Exercício
Transcreva sem alterações o trecho do texto sobre a classe média que vai de "É desse modo" até "percebidas como continuidade.", incluindo essas duas passagens.
==== Documento ====
Ainda que, mais uma vez, ele esteja verdadeiramente em casa na classe média. Ainda que a classe média seja muito heterogênea, toda ela, sem exceção, inclusive o autor que aqui escreve, é portadora em maior ou menor grau desse tipo de preconceito. De alguma maneira “nascemos” com ele e o introjetamos e o incorporamos de modo seja inconsciente e pré-reflexivo, seja de modo refletido e consciente como ódio aberto.
Mais uma vez, as ideias, os valores, os preconceitos são todos sociais e não existe nada de individual neles. Mesmo quem critica os preconceitos os tem dentro de si como qualquer outra pessoa criada no mesmo ambiente social. O que nos diferencia é a vigilância em relação a eles e a tentativa de criticá-los de modo refletido em alguns e não em outros. Mas todos nós somos suas vítimas. Afinal, eles nos são passados desde tenra idade quando não temos defesas conscientes contra eles. E nos são transmitidos normalmente não como discurso articulado, o que facilitaria sua crítica, mas por coisas como olhares, inflexão de voz, lapsos, expressões faciais, etc. Tudo isso por parte de pessoas que amamos e que tendemos a imitar. As crianças decodificam o que esses sinais procuram dizer e assumem para si os preconceitos, naturalizando-os como naturalizamos o ato de respirar, ou o fato de o Sol nascer todos os dias.
É desse modo que toda a classe média desenvolve uma mistura de medo e de raiva em relação aos pobres em geral. Com os pobres que a servem a relação pode se tornar, eventualmente, mais ambígua, especialmente nas frações mais críticas que tentam desenvolver mecanismos de compensação para sua culpa de classe. Mas a regra é o sadismo mesmo nessas relações mais próximas de modo muito semelhante ao tratamento dos escravos domésticos na escravidão. A continuidade é óbvia. Como nunca criticamos a escravidão, e como sempre, inclusive, tentamos torná-la invisível como se ela nunca tivesse existido, suas práticas continuadas com máscaras modernas também não são percebidas como continuidade.
Mas se a maior parte da classe média é tendencialmente conservadora, por ser criada nesse tipo de ambiente, ela não o é do mesmo modo em todos os segmentos. Mais ainda. O próprio reduto da crítica social mais acerba também é composto e representado pela classe média com capital cultural mais crítico.
Em estudo que ainda estamos realizando, combinando material empírico produzido no IPEA – em pesquisa que idealizei e coordenei pessoalmente, quando presidente desta entidade de pesquisa, acrescida de entrevistas que realizei por conta própria em várias grandes cidades brasileiras –, podemos, como hipótese de trabalho, diferenciar quatro nichos ou frações de classe na classe média. As questões centrais que permitiram essa reconstrução foram precisamente a noção de moralidade mais ou menos abrangente e mais ou menos refletida, e a forma como se percebe as outras classes sociais. Essas duas questões ou variáveis nos dão uma ideia precisa da forma como os indivíduos entrevistados percebem a si mesmos e aos outros. Essas são as questões que nos dão acesso à moralidade específica de cada um e, portanto, ao que chamamos de visão de mundo política. A visão política de cada um, assim como das frações de classe a que pertencemos, é precisamente resultado da forma como percebemos a nós mesmos e aos outros.
==== Dados fornecidos ====
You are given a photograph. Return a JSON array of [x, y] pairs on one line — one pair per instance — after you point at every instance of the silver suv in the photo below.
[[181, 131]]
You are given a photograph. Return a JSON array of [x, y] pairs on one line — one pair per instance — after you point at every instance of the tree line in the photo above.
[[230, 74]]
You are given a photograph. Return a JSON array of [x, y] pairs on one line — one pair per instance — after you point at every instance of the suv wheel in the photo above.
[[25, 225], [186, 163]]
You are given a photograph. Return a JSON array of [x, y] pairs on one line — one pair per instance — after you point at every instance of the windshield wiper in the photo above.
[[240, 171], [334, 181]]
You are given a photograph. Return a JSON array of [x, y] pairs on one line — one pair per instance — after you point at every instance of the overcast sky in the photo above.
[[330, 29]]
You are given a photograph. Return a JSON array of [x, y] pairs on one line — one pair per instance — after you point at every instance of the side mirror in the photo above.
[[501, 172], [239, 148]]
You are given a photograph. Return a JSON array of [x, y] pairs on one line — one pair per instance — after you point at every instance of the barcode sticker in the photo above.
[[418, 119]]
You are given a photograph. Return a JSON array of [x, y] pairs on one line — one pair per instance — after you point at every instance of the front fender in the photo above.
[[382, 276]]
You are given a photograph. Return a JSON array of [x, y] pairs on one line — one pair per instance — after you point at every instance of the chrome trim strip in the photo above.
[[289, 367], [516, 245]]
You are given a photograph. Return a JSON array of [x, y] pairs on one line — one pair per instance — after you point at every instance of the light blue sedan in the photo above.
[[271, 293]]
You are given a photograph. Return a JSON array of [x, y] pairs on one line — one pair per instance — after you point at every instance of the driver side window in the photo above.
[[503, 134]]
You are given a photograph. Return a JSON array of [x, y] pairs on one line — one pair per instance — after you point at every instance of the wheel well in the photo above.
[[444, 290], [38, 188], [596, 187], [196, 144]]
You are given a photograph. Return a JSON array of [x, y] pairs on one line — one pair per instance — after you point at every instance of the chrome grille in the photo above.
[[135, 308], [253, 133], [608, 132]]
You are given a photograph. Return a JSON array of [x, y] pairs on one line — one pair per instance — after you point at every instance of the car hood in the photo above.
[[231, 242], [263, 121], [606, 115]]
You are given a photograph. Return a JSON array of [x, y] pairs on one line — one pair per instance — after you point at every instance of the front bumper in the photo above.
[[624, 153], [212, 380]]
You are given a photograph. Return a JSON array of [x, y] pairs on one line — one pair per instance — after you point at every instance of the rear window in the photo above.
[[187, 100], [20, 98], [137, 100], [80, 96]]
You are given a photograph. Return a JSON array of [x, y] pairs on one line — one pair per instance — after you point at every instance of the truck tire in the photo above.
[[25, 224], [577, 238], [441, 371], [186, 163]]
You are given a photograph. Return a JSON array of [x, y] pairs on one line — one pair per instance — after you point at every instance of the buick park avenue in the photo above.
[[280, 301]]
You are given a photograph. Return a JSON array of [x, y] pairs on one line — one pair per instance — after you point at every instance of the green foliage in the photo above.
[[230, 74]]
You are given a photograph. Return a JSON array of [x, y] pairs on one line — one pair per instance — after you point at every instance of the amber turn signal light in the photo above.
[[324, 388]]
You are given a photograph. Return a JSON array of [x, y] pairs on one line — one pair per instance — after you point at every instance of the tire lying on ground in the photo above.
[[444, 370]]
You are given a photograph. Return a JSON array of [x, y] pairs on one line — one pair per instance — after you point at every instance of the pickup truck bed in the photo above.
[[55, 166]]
====
Resposta correta
É desse modo que toda a classe média desenvolve uma mistura de medo e de raiva em relação aos pobres em geral. Com os pobres que a servem a relação pode se tornar, eventualmente, mais ambígua, especialmente nas frações mais críticas que tentam desenvolver mecanismos de compensação para sua culpa de classe. Mas a regra é o sadismo mesmo nessas relações mais próximas de modo muito semelhante ao tratamento dos escravos domésticos na escravidão. A continuidade é óbvia. Como nunca criticamos a escravidão, e como sempre, inclusive, tentamos torná-la invisível como se ela nunca tivesse existido, suas práticas continuadas com máscaras modernas também não são percebidas como continuidade.